**What this task involves:**
In the listing below, print exactly the lines between the line holding "Task: find the ornate" and the line holding "Task: find the reflection in", inclusive, and no more.

'''

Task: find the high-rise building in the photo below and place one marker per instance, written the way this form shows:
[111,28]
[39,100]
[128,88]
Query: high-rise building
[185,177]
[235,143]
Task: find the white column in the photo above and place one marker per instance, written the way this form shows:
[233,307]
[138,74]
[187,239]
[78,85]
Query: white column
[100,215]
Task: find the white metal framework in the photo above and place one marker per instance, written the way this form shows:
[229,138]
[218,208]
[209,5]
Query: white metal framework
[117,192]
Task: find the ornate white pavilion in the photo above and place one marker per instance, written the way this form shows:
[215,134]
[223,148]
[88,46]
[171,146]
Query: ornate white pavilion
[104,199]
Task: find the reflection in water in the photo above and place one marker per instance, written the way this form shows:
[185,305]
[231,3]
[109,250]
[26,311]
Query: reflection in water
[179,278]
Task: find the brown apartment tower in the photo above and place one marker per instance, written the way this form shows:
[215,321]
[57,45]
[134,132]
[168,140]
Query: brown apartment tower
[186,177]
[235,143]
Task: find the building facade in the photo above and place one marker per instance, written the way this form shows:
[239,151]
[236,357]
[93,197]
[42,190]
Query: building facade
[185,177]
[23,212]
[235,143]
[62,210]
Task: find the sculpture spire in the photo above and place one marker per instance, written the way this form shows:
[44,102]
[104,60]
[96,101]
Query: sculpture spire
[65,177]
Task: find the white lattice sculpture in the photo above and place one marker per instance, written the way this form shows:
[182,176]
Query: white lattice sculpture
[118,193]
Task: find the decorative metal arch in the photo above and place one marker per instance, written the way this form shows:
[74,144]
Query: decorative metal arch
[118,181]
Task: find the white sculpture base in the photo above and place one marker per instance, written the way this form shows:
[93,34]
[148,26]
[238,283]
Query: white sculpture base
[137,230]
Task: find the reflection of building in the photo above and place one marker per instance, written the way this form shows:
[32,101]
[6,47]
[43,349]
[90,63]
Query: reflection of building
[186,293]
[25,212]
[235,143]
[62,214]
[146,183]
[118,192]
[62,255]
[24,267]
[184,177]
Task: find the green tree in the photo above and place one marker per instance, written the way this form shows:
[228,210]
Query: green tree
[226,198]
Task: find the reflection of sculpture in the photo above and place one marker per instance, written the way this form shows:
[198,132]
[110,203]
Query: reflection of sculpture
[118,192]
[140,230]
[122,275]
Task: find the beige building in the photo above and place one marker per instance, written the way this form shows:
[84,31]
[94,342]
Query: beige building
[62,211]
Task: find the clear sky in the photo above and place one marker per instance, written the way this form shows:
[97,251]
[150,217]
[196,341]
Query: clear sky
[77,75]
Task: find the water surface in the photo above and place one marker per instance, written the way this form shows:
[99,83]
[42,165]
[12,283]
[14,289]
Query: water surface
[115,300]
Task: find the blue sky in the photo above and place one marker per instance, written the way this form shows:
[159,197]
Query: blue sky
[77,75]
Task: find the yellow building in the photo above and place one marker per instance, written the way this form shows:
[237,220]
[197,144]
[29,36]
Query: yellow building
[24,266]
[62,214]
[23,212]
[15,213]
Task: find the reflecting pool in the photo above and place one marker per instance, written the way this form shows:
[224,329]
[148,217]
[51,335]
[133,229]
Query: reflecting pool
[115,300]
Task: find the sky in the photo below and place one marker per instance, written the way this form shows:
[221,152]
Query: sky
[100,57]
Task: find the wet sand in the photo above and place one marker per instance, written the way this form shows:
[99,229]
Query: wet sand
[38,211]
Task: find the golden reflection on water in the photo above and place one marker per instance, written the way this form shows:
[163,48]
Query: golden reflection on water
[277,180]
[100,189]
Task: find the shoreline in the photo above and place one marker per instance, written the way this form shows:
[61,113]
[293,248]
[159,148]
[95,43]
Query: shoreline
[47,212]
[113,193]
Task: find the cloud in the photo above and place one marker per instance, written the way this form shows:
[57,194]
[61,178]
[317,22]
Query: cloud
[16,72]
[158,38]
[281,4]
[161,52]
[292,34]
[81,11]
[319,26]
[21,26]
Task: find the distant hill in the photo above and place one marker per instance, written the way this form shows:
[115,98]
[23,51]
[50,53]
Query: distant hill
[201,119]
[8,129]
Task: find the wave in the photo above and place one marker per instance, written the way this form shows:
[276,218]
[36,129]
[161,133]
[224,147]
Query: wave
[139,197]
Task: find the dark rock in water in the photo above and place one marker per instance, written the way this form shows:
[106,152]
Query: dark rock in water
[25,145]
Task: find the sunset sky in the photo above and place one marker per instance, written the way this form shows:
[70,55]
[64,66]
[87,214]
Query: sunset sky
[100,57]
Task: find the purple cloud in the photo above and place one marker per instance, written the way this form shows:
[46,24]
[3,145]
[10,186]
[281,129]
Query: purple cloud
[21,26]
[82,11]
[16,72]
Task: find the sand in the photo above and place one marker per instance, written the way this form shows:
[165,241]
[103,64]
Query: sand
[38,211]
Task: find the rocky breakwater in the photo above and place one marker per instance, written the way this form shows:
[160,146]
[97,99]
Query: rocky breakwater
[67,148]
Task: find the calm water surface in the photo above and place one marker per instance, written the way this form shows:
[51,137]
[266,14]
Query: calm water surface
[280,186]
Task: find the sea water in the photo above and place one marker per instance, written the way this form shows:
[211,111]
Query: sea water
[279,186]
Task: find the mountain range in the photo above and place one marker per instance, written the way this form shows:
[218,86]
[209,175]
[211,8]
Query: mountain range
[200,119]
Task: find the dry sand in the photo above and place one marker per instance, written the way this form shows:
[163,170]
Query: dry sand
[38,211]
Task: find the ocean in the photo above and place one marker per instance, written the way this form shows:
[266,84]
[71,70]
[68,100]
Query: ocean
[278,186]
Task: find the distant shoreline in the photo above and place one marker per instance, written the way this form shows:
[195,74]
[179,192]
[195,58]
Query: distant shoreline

'''

**Task output:**
Task: find the ornate white pavilion in the photo above and place one marker per instance, written the way this form shows:
[215,134]
[223,148]
[88,46]
[171,146]
Query: ornate white pavilion
[104,199]
Task: find the reflection in water in the photo above and place one marker per instance, written the way this form shows:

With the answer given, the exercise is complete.